* **Work order**
State how many lines in the entries below contain "gothic". Write nothing but the number.

Natural language region descriptions
= Beginning of Section =
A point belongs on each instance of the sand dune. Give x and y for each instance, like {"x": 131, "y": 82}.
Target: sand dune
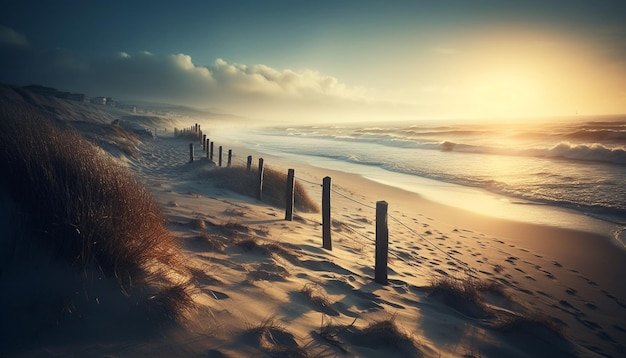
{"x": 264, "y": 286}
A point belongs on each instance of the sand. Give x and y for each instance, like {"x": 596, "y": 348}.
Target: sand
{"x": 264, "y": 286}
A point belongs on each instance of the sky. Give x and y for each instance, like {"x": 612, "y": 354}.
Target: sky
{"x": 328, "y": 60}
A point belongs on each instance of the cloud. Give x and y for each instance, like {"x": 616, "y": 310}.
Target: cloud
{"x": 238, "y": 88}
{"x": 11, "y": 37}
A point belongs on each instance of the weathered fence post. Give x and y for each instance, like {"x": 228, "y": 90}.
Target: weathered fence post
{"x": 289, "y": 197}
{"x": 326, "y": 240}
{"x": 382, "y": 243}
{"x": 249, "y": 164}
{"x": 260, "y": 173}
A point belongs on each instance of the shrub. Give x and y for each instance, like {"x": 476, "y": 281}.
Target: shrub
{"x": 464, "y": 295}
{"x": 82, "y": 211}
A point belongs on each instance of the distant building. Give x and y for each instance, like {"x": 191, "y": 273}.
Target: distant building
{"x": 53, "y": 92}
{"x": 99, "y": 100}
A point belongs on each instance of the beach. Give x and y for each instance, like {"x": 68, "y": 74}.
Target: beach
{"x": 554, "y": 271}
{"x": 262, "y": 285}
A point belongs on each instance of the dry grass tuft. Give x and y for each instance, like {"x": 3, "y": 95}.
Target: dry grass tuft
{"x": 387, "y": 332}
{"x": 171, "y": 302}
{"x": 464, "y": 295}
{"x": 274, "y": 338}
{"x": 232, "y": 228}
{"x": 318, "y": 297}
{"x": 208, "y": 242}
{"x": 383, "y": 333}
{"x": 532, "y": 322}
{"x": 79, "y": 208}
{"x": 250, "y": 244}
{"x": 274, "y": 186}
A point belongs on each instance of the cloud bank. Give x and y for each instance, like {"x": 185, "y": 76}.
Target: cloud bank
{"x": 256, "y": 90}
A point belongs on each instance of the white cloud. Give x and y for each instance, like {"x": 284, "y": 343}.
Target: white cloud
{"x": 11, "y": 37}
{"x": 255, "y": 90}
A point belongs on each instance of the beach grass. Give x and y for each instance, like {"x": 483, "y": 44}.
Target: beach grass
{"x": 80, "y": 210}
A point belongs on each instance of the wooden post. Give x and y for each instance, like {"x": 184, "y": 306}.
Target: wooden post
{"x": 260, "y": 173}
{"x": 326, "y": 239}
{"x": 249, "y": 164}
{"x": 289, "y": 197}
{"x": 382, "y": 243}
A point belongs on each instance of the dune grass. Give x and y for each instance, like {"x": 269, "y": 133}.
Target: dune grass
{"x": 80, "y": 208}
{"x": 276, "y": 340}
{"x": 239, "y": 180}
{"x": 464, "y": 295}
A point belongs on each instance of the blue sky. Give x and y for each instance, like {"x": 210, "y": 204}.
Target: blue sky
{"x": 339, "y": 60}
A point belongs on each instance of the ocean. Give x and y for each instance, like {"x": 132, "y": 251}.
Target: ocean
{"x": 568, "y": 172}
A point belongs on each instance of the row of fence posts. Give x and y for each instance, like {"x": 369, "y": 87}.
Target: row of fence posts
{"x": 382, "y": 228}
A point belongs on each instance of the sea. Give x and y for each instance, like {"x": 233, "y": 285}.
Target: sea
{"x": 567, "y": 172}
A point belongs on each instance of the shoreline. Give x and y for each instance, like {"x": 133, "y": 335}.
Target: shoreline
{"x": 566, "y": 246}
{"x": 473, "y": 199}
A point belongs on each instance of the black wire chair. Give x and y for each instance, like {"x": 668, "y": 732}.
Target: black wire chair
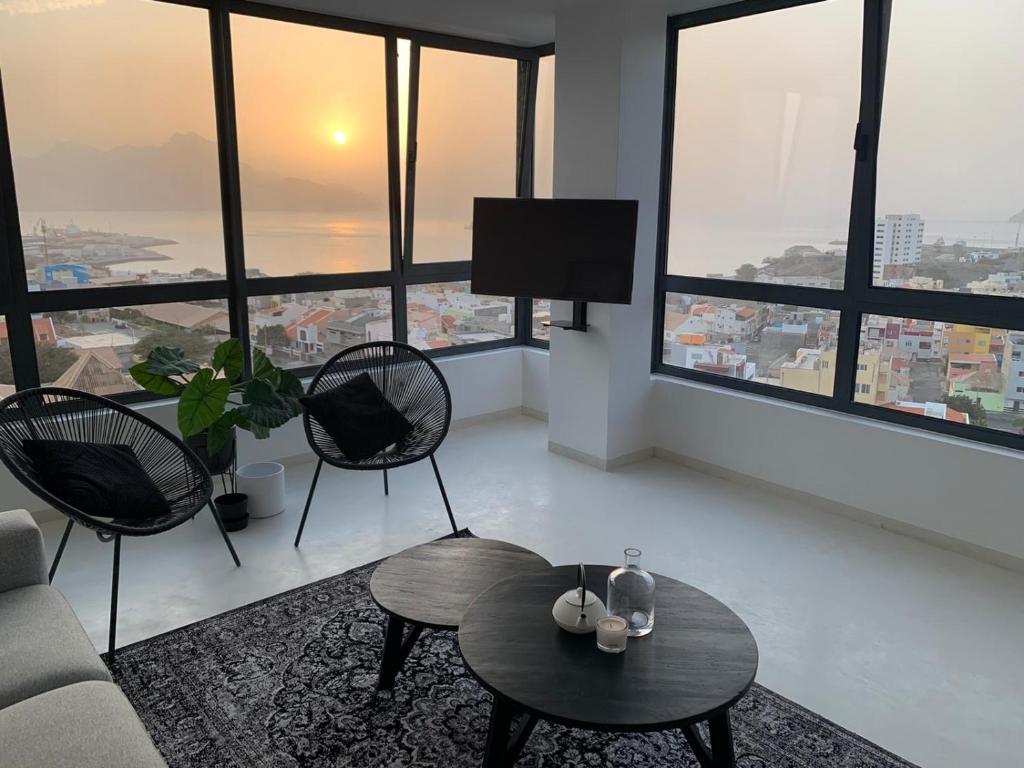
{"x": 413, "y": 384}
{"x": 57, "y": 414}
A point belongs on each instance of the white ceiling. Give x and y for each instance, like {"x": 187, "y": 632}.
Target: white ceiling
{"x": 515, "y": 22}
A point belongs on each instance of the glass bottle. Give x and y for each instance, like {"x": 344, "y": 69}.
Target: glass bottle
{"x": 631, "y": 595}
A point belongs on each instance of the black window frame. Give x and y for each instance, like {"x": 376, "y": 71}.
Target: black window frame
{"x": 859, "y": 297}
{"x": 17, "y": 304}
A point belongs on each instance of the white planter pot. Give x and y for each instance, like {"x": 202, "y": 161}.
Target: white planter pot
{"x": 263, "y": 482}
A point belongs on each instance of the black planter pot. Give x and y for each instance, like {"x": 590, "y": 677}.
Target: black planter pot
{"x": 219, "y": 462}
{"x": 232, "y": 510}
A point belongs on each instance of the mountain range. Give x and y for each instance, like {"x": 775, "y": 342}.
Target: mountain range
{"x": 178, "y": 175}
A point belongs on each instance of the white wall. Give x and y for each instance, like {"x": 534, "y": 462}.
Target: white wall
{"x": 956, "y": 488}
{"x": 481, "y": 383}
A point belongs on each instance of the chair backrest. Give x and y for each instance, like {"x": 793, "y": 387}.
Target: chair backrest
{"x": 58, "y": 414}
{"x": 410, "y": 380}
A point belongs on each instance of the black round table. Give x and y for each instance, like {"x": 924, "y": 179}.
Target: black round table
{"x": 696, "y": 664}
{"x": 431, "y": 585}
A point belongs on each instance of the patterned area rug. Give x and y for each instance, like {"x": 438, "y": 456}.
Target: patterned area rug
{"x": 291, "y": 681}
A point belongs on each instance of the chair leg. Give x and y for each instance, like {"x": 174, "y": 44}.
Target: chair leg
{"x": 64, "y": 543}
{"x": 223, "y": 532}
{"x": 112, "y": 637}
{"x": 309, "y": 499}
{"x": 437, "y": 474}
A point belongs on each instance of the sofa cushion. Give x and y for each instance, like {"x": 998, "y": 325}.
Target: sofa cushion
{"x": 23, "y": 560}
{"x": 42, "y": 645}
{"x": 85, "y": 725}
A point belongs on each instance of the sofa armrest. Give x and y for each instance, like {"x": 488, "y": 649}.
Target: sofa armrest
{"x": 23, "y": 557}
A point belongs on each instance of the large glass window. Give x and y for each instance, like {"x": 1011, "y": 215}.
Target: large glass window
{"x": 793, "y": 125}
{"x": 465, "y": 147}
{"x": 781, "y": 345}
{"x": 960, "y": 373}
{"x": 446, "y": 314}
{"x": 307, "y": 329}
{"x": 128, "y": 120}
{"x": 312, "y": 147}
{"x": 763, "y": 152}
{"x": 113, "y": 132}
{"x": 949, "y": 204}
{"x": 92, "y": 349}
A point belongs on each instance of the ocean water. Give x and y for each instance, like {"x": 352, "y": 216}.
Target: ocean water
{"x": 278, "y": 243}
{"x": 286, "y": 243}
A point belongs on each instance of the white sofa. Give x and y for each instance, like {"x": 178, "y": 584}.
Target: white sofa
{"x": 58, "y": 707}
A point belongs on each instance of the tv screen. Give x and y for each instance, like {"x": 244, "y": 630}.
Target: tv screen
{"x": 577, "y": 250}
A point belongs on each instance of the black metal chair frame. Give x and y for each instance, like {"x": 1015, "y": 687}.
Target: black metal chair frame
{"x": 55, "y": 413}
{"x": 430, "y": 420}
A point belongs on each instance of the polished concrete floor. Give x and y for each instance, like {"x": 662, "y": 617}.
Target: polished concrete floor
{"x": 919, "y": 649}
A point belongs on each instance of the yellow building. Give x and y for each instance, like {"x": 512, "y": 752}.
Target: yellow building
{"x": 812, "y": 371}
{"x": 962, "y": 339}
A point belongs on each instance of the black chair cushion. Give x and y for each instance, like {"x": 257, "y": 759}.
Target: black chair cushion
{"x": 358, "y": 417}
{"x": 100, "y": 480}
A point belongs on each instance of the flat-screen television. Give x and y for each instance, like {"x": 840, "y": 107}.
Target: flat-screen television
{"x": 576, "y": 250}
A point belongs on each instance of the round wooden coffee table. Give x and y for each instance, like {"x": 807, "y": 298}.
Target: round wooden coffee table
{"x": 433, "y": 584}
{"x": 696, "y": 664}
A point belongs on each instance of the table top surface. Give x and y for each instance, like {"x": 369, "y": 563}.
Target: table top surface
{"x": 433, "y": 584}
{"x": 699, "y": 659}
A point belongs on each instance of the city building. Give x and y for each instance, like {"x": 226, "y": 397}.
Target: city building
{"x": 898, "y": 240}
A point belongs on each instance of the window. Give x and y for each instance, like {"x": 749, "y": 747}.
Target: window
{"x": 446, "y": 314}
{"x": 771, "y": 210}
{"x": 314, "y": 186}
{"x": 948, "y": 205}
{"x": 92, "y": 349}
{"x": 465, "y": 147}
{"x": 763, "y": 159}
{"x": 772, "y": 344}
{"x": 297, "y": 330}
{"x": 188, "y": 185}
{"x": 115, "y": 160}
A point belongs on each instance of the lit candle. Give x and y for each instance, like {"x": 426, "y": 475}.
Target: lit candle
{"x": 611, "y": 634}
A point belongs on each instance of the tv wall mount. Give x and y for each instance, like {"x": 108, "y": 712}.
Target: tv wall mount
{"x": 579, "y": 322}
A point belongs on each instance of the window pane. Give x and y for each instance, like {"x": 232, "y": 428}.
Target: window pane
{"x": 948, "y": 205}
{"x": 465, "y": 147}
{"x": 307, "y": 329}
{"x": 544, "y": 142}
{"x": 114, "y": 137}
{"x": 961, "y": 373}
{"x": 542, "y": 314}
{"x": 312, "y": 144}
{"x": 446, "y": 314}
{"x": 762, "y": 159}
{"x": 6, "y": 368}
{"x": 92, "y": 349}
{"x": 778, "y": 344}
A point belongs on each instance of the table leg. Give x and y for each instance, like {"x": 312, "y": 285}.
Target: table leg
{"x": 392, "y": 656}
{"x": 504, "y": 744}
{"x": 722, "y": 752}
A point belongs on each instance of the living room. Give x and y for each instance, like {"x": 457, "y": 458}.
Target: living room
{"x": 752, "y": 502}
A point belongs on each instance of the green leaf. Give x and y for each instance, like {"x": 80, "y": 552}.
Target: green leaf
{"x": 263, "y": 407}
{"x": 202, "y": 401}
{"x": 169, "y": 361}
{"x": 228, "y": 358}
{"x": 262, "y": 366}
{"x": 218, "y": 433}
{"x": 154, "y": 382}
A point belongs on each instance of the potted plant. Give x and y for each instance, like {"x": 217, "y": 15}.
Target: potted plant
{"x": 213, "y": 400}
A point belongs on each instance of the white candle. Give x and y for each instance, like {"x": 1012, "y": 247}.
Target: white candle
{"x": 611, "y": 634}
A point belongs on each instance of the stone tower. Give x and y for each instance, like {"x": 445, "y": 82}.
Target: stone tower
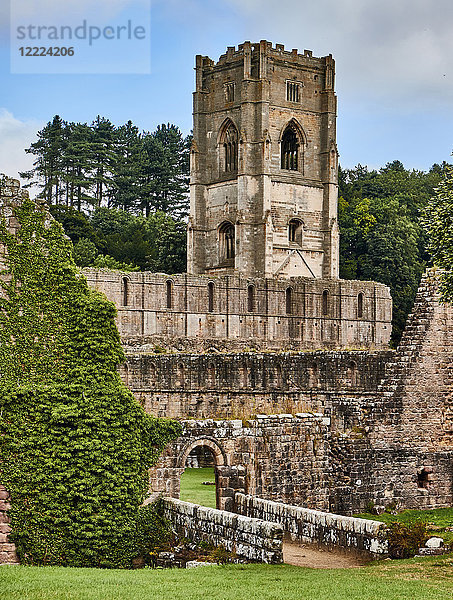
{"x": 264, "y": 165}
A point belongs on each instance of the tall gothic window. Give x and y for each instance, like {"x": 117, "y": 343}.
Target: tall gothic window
= End of Section =
* **Completed exercise**
2